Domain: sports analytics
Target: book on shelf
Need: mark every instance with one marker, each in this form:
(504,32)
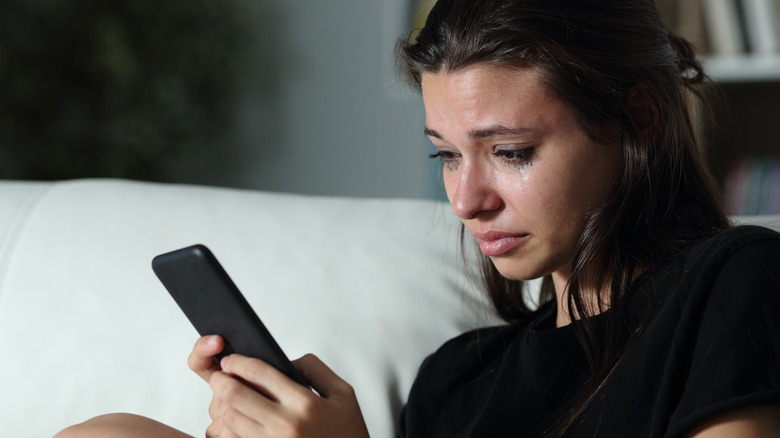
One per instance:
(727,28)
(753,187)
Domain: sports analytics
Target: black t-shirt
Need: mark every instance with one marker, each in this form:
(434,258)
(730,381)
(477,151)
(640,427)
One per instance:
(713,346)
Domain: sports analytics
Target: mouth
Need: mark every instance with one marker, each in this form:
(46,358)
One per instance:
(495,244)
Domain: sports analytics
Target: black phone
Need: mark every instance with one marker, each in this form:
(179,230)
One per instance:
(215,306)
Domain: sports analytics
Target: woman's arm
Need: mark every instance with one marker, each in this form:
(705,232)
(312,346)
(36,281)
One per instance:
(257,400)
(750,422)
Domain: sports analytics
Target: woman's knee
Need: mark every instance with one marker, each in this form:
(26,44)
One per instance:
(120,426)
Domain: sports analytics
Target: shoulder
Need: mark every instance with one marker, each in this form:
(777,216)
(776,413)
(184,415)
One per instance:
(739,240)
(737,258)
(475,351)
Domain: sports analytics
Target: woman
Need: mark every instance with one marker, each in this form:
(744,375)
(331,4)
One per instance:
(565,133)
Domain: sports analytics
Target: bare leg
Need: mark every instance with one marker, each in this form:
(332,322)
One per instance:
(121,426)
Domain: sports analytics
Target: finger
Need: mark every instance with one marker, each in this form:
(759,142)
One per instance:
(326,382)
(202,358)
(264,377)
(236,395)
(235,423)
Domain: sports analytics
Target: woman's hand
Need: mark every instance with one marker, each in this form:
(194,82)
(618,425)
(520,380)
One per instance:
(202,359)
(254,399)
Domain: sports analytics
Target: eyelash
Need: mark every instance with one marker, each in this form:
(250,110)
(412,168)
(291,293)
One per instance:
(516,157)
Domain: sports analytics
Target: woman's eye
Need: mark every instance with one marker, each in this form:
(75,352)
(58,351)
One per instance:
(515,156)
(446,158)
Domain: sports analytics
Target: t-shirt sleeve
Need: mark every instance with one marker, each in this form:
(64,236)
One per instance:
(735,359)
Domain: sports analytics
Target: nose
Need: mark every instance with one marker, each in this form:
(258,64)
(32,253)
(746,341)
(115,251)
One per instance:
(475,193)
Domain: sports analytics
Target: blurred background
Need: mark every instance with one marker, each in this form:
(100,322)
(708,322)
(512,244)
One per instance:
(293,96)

● ● ●

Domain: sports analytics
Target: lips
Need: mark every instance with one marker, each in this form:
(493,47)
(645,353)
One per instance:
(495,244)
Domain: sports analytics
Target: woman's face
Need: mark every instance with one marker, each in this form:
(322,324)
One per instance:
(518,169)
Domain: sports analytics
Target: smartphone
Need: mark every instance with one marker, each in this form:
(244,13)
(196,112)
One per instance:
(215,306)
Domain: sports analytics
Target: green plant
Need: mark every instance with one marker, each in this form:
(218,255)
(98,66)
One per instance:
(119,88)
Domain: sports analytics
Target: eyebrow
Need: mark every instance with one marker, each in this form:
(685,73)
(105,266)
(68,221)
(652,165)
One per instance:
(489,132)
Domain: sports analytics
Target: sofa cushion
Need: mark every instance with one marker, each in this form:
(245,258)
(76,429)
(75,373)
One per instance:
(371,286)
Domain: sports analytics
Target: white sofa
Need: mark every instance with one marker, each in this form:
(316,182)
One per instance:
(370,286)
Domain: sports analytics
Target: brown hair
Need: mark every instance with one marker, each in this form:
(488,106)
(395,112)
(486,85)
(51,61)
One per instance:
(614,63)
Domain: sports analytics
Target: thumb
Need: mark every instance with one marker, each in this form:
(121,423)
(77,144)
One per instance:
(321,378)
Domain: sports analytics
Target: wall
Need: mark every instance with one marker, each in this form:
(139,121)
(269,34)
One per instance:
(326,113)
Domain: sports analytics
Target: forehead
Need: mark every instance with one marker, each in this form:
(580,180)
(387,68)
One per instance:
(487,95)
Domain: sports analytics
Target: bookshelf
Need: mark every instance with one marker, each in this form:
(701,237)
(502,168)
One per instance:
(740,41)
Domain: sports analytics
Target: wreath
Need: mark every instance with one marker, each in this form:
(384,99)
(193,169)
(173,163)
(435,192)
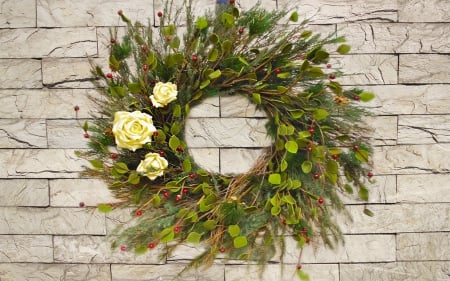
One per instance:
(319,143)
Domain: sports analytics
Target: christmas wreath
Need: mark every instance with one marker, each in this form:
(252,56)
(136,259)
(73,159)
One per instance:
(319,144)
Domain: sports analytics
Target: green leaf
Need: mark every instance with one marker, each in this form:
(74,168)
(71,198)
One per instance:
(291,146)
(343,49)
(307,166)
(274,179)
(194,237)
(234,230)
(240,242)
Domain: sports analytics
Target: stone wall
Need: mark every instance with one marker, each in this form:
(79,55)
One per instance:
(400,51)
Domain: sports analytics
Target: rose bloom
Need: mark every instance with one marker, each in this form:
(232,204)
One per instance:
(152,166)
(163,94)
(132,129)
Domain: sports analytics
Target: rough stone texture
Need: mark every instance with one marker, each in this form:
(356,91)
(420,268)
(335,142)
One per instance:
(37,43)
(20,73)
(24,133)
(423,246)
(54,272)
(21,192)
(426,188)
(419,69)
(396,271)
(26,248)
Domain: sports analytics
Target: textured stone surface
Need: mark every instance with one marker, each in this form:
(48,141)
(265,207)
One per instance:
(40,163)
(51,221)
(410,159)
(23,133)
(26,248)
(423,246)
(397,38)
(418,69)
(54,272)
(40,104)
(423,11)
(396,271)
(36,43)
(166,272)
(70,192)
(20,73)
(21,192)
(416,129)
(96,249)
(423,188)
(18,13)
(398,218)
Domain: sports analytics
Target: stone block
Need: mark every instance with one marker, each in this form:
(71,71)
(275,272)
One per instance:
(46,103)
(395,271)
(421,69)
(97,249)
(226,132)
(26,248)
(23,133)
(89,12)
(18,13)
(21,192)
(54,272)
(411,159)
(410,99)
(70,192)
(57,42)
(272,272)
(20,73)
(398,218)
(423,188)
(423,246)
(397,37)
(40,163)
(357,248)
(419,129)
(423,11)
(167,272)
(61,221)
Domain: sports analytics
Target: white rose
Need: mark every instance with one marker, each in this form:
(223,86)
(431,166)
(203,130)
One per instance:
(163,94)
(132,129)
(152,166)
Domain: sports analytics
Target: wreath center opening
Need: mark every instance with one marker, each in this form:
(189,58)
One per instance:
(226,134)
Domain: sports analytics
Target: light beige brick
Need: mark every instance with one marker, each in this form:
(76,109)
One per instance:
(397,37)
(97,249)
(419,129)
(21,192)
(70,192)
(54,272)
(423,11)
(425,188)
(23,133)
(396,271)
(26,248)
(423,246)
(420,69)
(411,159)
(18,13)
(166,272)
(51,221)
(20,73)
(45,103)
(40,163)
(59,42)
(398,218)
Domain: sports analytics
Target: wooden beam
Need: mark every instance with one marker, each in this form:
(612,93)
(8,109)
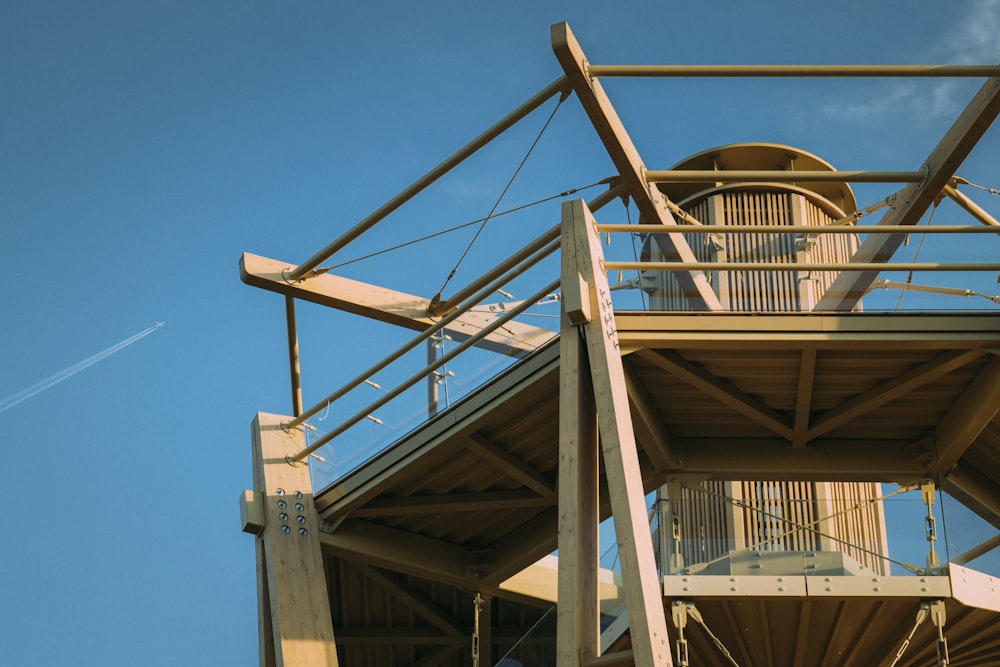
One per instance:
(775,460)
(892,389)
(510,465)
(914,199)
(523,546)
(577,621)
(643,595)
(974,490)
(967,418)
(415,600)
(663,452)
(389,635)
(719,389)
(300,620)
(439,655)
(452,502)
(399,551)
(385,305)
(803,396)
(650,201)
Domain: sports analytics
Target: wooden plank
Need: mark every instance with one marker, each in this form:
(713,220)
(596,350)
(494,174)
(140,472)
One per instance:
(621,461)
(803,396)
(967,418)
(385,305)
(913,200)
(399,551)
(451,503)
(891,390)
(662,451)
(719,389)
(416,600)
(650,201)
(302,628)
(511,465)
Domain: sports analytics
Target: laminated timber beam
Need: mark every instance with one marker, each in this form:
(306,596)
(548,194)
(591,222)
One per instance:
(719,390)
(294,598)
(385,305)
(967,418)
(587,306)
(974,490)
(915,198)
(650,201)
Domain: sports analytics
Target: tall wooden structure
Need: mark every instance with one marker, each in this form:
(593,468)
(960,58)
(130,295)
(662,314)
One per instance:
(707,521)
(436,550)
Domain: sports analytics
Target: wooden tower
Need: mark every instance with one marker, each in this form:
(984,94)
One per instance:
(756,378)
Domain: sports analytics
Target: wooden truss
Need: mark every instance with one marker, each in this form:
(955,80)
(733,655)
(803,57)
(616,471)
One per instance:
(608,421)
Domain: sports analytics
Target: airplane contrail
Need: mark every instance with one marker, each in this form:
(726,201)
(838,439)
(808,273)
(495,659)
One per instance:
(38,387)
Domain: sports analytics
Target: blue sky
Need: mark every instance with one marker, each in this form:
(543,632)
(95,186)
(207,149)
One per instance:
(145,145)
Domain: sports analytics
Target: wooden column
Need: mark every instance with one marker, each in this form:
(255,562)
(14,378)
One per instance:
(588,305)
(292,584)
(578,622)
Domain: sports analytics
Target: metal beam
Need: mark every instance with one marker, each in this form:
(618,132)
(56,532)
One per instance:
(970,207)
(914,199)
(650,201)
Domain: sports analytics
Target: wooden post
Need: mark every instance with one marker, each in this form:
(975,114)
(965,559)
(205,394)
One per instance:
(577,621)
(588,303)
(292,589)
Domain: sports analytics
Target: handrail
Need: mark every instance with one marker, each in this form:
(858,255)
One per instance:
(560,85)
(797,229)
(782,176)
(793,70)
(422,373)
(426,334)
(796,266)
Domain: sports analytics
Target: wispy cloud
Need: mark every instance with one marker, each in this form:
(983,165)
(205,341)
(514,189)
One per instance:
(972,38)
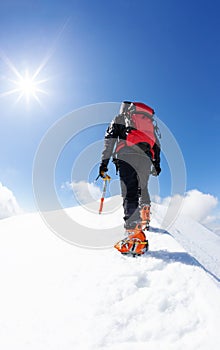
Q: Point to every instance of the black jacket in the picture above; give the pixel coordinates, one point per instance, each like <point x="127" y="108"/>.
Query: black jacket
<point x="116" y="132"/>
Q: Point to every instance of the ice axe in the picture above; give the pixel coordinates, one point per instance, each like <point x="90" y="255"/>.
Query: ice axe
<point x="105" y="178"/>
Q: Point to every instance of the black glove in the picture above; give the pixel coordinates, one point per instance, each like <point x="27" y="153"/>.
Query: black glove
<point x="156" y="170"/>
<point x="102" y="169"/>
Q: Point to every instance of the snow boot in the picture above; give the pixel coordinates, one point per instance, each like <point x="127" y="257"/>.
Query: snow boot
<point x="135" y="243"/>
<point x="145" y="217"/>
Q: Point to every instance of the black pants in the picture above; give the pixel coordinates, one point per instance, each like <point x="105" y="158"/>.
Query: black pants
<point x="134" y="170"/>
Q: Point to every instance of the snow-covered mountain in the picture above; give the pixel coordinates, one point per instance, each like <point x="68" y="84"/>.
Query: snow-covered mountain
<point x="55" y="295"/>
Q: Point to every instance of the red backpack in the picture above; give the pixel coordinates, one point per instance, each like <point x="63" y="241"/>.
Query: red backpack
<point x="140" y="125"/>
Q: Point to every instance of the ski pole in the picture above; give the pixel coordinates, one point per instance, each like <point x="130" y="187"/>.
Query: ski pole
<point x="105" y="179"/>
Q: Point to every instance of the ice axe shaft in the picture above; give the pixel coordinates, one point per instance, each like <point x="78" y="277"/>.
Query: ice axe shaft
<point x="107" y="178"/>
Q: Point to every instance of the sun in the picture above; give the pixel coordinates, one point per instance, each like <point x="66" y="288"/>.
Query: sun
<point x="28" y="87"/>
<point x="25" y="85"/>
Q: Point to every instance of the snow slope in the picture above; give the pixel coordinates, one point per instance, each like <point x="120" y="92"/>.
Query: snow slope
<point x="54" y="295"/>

● ● ●

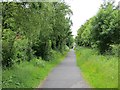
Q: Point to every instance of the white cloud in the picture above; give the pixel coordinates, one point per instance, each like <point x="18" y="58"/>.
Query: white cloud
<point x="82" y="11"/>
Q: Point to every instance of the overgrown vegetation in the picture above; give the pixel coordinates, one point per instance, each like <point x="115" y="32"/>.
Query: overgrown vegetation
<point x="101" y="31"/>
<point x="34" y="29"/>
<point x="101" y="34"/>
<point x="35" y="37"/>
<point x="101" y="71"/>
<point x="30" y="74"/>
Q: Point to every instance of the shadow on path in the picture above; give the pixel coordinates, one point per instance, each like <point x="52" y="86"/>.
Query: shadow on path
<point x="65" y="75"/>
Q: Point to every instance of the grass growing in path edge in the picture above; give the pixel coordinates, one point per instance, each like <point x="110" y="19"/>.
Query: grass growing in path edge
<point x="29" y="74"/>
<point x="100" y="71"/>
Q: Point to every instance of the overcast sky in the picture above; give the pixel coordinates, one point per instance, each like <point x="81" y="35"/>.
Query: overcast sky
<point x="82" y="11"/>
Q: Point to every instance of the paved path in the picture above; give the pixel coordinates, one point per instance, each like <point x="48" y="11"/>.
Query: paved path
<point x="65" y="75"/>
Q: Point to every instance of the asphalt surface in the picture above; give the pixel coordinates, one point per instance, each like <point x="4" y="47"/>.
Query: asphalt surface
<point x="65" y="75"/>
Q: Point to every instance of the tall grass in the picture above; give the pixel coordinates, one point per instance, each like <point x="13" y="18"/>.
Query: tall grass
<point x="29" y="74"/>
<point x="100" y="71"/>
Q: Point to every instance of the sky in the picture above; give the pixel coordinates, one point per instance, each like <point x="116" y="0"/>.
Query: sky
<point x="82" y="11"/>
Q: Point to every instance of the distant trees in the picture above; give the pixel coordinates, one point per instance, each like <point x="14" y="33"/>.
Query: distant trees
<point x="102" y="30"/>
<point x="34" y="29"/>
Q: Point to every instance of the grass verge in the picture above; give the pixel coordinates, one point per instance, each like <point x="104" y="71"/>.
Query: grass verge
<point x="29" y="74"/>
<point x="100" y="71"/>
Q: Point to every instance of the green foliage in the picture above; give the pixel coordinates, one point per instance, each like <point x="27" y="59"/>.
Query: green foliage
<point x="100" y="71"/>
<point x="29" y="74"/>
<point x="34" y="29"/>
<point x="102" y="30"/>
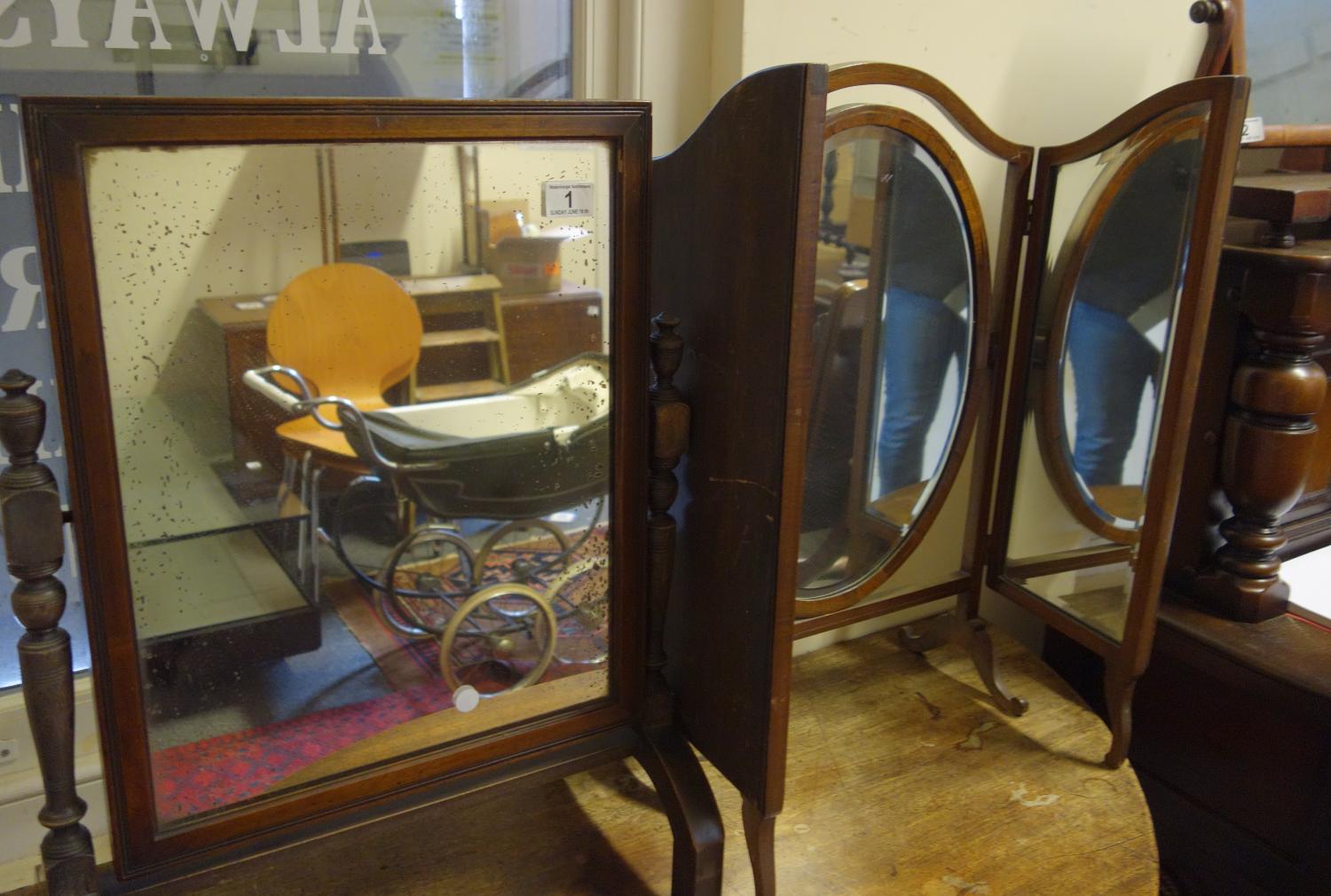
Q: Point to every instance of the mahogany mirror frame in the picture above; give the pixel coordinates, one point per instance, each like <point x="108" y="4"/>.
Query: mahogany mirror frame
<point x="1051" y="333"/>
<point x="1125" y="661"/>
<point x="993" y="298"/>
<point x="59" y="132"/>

● ● ●

The lines needed are those in the data above that hold the string "shirt"; copy each of them.

Target: black t-shirt
Target: t-shirt sleeve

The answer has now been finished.